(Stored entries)
=======

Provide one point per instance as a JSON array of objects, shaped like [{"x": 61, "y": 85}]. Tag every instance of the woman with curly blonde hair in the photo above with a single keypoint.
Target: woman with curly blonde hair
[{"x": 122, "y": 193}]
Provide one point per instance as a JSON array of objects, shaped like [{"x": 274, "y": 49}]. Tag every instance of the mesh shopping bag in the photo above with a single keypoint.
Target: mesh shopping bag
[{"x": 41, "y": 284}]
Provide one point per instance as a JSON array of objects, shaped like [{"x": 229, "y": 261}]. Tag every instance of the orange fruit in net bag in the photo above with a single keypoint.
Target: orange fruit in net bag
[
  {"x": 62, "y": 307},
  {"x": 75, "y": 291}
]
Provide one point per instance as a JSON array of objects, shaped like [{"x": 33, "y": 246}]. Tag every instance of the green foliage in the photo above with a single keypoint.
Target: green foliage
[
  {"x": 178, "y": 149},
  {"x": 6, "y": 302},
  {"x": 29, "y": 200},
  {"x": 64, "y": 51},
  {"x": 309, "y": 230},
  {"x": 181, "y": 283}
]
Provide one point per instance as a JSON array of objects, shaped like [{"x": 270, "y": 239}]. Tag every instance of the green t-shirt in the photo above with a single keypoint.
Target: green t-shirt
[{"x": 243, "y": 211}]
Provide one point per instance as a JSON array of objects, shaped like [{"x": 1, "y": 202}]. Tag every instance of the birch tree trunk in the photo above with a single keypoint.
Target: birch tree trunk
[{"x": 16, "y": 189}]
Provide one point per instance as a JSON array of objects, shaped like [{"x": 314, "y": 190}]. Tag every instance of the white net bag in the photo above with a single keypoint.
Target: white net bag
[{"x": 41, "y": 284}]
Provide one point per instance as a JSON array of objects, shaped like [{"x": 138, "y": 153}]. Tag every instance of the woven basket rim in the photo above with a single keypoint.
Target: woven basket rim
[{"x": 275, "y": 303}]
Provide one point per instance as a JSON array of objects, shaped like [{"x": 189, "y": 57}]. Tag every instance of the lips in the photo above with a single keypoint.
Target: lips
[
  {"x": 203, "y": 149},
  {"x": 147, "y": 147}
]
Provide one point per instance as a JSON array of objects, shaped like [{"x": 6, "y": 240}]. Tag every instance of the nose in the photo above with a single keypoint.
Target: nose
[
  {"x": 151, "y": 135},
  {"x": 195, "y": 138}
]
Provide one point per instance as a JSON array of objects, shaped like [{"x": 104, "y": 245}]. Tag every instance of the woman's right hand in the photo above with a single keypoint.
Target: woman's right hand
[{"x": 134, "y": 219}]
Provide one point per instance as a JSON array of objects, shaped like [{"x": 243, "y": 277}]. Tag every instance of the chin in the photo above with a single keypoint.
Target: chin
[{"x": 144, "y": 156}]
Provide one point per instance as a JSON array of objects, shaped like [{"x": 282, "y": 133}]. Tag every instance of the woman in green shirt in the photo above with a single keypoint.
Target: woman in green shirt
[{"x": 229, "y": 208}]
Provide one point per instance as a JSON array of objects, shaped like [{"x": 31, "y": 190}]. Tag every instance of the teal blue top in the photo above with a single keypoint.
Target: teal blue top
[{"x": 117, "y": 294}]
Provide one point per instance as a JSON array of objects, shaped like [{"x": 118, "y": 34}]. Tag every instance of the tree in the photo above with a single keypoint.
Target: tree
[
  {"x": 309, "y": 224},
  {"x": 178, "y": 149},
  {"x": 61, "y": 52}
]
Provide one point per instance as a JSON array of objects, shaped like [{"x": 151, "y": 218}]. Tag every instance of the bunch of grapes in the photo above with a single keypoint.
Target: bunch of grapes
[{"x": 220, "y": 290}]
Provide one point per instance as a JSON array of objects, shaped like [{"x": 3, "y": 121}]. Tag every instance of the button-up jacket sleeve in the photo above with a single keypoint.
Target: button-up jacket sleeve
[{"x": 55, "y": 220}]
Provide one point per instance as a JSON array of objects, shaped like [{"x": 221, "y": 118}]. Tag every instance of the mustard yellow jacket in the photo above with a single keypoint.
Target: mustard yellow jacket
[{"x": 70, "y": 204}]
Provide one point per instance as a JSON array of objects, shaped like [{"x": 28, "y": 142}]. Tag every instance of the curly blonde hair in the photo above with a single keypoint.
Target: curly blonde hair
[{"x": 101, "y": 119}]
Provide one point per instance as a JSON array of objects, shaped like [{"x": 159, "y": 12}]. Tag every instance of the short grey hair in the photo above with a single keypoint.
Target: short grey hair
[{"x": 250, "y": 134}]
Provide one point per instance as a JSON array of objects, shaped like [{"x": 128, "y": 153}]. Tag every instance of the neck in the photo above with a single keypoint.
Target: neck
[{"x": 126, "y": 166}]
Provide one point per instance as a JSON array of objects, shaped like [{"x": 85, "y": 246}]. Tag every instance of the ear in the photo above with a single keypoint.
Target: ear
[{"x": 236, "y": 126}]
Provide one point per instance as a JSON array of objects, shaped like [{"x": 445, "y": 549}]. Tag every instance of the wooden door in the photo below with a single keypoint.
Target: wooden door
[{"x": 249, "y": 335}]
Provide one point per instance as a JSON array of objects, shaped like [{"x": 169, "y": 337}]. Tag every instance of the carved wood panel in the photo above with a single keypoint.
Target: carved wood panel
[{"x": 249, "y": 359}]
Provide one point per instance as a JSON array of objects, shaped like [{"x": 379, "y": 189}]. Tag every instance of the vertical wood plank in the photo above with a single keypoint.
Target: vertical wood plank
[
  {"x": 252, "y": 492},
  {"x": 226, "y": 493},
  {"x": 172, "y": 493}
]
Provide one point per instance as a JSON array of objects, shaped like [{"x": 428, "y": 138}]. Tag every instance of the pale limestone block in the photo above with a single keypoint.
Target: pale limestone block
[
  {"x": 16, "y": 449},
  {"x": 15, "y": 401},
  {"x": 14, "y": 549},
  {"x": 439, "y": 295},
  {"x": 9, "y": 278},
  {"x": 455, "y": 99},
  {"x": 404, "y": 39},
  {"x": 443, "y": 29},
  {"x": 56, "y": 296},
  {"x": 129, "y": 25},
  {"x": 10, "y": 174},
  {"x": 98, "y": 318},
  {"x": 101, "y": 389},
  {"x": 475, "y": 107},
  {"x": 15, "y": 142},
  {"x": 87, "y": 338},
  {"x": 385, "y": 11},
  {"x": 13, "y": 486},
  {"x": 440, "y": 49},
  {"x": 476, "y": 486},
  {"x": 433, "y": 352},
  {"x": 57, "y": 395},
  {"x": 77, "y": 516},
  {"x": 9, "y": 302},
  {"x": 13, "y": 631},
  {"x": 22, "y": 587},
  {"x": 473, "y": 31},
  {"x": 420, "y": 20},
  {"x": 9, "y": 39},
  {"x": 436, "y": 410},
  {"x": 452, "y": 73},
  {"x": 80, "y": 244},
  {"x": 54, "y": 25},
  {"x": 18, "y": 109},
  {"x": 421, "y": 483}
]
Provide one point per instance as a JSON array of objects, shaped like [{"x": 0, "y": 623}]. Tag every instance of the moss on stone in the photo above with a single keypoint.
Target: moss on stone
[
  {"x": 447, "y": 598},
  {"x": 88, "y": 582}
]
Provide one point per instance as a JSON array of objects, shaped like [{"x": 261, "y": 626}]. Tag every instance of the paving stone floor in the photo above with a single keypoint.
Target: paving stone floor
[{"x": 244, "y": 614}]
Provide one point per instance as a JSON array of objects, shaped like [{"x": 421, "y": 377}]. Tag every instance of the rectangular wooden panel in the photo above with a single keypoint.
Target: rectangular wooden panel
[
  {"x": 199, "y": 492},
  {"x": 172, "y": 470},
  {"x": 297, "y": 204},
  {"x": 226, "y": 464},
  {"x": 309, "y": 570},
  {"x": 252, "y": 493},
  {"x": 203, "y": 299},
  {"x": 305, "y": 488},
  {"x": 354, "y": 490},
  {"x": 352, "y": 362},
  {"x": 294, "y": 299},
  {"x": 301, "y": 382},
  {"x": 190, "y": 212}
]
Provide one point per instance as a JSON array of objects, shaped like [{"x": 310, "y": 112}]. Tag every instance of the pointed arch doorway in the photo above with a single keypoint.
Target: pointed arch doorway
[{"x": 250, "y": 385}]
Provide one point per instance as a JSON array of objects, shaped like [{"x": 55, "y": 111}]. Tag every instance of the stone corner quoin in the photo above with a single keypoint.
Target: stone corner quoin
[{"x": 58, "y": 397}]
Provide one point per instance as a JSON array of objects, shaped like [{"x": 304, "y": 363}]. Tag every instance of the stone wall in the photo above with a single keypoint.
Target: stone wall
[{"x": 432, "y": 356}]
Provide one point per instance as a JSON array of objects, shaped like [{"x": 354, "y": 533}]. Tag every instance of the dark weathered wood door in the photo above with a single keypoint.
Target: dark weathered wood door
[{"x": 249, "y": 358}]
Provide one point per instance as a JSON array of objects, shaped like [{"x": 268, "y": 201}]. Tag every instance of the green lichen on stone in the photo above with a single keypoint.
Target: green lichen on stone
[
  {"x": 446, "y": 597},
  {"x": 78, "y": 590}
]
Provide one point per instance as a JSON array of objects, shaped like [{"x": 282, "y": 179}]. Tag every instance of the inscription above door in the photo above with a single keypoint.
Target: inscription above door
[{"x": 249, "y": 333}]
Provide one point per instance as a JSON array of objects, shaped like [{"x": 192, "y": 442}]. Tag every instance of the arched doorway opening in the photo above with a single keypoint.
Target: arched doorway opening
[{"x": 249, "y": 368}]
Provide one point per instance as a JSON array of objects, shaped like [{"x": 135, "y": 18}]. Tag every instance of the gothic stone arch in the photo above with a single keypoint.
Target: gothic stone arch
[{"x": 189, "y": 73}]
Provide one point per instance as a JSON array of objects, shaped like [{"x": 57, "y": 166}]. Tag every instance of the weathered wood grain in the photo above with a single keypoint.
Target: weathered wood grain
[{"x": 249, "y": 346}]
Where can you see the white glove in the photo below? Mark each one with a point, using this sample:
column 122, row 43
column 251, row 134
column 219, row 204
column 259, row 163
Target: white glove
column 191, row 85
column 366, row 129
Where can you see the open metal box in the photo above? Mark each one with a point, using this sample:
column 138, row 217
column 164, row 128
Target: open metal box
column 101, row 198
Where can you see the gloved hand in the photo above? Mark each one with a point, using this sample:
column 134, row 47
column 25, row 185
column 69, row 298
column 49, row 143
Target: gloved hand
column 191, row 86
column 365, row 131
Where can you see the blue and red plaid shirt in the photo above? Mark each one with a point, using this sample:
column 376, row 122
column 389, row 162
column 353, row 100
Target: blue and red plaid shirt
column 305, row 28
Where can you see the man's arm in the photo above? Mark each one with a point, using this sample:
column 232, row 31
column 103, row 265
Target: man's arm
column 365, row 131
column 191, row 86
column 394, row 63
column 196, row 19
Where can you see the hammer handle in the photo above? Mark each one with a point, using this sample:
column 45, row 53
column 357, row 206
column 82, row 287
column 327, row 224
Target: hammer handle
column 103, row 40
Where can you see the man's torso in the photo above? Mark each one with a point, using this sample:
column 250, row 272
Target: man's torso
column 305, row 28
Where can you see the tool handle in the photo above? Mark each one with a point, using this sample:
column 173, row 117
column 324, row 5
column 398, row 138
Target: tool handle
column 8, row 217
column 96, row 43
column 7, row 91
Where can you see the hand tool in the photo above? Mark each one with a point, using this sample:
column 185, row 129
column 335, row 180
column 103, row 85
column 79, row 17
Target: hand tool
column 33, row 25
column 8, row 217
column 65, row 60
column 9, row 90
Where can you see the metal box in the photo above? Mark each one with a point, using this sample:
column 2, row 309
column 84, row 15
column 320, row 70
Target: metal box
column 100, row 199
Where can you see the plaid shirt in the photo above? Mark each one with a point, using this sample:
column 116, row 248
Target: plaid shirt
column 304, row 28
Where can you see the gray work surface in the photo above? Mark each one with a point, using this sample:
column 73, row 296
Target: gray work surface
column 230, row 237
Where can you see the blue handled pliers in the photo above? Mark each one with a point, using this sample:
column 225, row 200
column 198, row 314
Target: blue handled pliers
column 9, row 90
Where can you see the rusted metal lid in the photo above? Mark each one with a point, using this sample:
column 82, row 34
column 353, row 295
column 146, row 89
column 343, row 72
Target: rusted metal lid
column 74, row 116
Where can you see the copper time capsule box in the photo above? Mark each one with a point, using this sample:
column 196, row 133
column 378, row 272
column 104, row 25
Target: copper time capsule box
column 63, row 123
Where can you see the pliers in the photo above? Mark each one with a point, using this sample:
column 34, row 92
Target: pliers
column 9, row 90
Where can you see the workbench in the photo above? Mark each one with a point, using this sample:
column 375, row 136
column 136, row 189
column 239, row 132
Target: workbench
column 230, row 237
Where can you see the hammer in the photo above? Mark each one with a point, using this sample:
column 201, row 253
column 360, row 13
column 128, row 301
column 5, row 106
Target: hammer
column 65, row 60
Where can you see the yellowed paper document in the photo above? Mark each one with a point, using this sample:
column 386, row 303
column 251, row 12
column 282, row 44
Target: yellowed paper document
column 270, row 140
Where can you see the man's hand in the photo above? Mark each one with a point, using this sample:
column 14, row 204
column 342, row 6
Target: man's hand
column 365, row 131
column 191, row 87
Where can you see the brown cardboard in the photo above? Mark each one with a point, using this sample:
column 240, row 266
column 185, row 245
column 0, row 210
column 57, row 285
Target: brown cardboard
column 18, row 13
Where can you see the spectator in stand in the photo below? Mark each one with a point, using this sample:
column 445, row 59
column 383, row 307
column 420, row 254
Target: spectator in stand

=======

• **Problem details**: From the data above, output exactly the lines between the one containing "column 2, row 309" and the one containing "column 201, row 253", counting both of them.

• **Exercise result**:
column 2, row 309
column 84, row 15
column 320, row 70
Target: metal box
column 100, row 199
Where can you see the plaid shirt in the photo above? Mark each one with a point, using this sample:
column 116, row 248
Target: plaid shirt
column 304, row 28
Where can you see the gray work surface in the photo above? Mark each one with a point, using this sample:
column 73, row 296
Target: gray work surface
column 230, row 237
Where can you see the blue handled pliers in the photo above? Mark each one with a point, using this sample:
column 225, row 200
column 198, row 314
Target: blue handled pliers
column 9, row 90
Where can you see the rusted metal lid in the photo above? Mark each one with a point, using this sample:
column 82, row 34
column 353, row 295
column 146, row 89
column 343, row 72
Target: rusted metal lid
column 74, row 116
Where can you see the copper time capsule box in the photo above? Mark each one with a point, using this sample:
column 196, row 133
column 378, row 272
column 104, row 25
Target: copper time capsule box
column 63, row 123
Where can you see the pliers in the photo above? Mark each one with a point, using this sample:
column 34, row 92
Target: pliers
column 9, row 90
Where can you see the workbench in the photo above? Mark each one with a point, using this sample:
column 375, row 136
column 136, row 189
column 239, row 132
Target: workbench
column 230, row 237
Where can you see the hammer in the photo above? Mark each one with a point, using this sample:
column 201, row 253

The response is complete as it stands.